Work to complete.
**1.** Extract the stretch of the patch message from "Reviewed-by: Darren Kenny" through "void handle_timeout(int sig)", copying it word for word.
**2.** Decide whether each statement below agrees with the patch message, answering yes or no and quoting the words from the patch message that settle it.
(a) The patch adds 15 lines to tests/qtest/fuzz/generic_fuzz.c.
(b) The fork-server lockups were noticed with a sufficiently large timeout.
(c) Darren Kenny reviewed the patch.

Text.
-- Begin --

Re: [PATCH] fuzz: don't leave orphan llvm-symbolizers around

[Darren Kenny]

On Wednesday, 2021-03-10 at 01:12:36 -05, Alexander Bulekov wrote:
> I noticed that with a sufficiently small timeout, the fuzzer fork-server
> sometimes locks up. On closer inspection, the issue appeared to be
> caused by entering our SIGALRM handler, while libfuzzer is in it's crash
> handlers. Because libfuzzer relies on pipe communication with an
> external child process to print out stack-traces, we shouldn't exit
> early, and leave an orphan child. Check for children in the SIGALRM
> handler to avoid this issue.
>
> Signed-off-by: Alexander Bulekov <alxndr@bu.edu>

Reviewed-by: Darren Kenny <darren.kenny@oracle.com>

> ---
>  tests/qtest/fuzz/generic_fuzz.c | 15 +++++++++++++++
>  1 file changed, 15 insertions(+)
>
> diff --git a/tests/qtest/fuzz/generic_fuzz.c b/tests/qtest/fuzz/generic_fuzz.c
> index ee8c17a04c..387ae2020a 100644
> --- a/tests/qtest/fuzz/generic_fuzz.c
> +++ b/tests/qtest/fuzz/generic_fuzz.c
> @@ -583,6 +583,21 @@ static void handle_timeout(int sig)
>          fprintf(stderr, "[Timeout]\n");
>          fflush(stderr);
>      }
> +
> +    /*
> +     * If there is a crash, libfuzzer/ASAN forks a child to run an
> +     * "llvm-symbolizer" process for printing out a pretty stacktrace. It
> +     * communicates with this child using a pipe.  If we timeout+Exit, while
> +     * libfuzzer is still communicating with the llvm-symbolizer child, we 
> will
> +     * be left with an orphan llvm-symbolizer process. Sometimes, this 
> appears
> +     * to lead to a deadlock in the forkserver. Use waitpid to check if there
> +     * are any waitable children. If so, exit out of the signal-handler, and
> +     * let libfuzzer finish communicating with the child, and exit, on its 
> own.
> +     */
> +    if (waitpid(-1, NULL, WNOHANG) == 0) {
> +        return;
> +    }
> +
>      _Exit(0);
>  }
>  
> -- 
> 2.28.0

-- End --

Data rows.

-- Begin --

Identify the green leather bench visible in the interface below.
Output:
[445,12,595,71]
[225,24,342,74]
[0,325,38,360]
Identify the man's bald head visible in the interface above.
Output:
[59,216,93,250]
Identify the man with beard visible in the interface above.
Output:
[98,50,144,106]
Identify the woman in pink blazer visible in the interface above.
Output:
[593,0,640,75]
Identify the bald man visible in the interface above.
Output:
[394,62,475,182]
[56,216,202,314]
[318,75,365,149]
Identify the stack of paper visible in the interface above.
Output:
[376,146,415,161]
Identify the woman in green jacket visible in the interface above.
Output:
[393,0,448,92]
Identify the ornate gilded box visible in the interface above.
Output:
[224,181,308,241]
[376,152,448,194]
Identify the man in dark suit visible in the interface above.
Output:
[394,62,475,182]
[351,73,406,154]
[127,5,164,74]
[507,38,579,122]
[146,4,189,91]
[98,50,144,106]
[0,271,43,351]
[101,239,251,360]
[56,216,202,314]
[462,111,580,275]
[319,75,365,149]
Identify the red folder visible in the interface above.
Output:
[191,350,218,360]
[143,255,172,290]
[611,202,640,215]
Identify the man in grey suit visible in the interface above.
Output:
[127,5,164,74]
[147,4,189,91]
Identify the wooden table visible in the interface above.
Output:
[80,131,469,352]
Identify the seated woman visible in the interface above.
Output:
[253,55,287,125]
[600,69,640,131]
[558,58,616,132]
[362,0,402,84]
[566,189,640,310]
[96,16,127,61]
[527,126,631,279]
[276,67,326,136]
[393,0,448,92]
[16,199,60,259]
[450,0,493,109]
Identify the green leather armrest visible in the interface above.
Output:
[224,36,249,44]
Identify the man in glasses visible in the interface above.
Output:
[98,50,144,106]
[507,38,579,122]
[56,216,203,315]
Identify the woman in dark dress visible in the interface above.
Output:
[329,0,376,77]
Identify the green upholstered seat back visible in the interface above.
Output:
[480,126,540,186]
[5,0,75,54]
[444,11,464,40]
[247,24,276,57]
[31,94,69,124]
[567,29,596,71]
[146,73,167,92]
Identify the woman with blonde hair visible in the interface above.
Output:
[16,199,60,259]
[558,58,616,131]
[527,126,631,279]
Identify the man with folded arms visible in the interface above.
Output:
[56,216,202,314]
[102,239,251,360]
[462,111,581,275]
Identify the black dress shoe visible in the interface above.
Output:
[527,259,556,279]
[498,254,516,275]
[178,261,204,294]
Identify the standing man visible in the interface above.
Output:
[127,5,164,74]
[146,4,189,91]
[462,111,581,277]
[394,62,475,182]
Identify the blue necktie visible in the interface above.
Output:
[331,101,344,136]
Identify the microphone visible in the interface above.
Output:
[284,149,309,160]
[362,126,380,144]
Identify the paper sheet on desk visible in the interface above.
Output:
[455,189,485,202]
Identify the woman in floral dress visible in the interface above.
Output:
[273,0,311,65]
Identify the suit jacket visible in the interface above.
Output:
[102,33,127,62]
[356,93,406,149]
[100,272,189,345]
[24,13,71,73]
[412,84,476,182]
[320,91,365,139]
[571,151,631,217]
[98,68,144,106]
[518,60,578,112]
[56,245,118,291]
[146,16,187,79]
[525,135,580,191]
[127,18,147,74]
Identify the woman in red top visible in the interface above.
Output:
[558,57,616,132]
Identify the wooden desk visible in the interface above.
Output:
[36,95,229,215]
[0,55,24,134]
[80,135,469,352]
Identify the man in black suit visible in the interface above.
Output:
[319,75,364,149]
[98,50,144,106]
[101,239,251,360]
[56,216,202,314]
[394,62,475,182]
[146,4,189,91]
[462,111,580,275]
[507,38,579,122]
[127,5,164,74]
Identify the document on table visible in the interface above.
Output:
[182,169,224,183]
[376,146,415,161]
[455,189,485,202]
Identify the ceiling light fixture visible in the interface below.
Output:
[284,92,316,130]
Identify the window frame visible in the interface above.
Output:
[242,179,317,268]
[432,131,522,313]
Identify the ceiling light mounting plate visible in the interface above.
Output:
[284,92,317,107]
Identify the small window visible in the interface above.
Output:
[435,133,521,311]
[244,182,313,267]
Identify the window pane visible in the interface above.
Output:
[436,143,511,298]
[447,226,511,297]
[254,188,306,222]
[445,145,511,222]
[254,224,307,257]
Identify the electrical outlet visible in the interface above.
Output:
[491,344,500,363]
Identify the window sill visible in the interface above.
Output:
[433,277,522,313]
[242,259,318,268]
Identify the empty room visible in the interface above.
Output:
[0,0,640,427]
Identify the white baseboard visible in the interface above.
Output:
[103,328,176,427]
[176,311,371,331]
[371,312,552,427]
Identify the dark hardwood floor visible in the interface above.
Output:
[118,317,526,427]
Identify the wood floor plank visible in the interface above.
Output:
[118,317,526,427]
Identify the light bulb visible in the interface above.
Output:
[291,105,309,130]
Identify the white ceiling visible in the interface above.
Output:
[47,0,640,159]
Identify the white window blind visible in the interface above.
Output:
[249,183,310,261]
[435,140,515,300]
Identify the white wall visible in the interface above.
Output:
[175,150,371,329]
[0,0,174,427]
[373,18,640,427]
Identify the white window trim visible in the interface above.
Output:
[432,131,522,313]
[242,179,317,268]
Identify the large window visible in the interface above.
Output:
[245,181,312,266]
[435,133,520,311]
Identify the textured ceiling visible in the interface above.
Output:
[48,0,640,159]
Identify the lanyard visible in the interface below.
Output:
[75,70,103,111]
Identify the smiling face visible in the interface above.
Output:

-- End --

Outputs for the tasks.
**1.**
Reviewed-by: Darren Kenny <darren.kenny@oracle.com>

> ---
>  tests/qtest/fuzz/generic_fuzz.c | 15 +++++++++++++++
>  1 file changed, 15 insertions(+)
>
> diff --git a/tests/qtest/fuzz/generic_fuzz.c b/tests/qtest/fuzz/generic_fuzz.c
> index ee8c17a04c..387ae2020a 100644
> --- a/tests/qtest/fuzz/generic_fuzz.c
> +++ b/tests/qtest/fuzz/generic_fuzz.c
> @@ -583,6 +583,21 @@ static void handle_timeout(int sig)

**2.**
(a) Yes: "1 file changed, 15 insertions(+)"
(b) No: "with a sufficiently small timeout, the fuzzer fork-server"
(c) Yes: "Reviewed-by: Darren Kenny <darren.kenny@oracle.com>"